> Problem to work on
Extract every line of the listing below without any change, leaving out the pictures.
◇ ◇ ◇ ◇ ◇
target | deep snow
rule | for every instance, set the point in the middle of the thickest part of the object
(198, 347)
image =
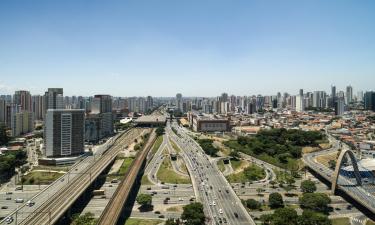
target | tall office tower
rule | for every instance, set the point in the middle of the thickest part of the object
(333, 96)
(259, 102)
(3, 110)
(21, 121)
(300, 104)
(23, 99)
(340, 106)
(179, 102)
(53, 99)
(224, 97)
(38, 106)
(150, 103)
(369, 100)
(64, 132)
(142, 104)
(349, 94)
(359, 96)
◇ ◇ ◇ ◇ ◇
> Task output
target | deep snow
rule | for every instance, set the point in the middle of the thickest part of the object
(198, 347)
image =
target | tall office tower
rule | for every instance, set the point in the middle of the thickest part of the object
(333, 96)
(259, 102)
(3, 110)
(21, 121)
(300, 104)
(23, 99)
(340, 106)
(179, 102)
(53, 99)
(224, 97)
(38, 106)
(150, 103)
(369, 100)
(64, 132)
(142, 104)
(349, 94)
(359, 96)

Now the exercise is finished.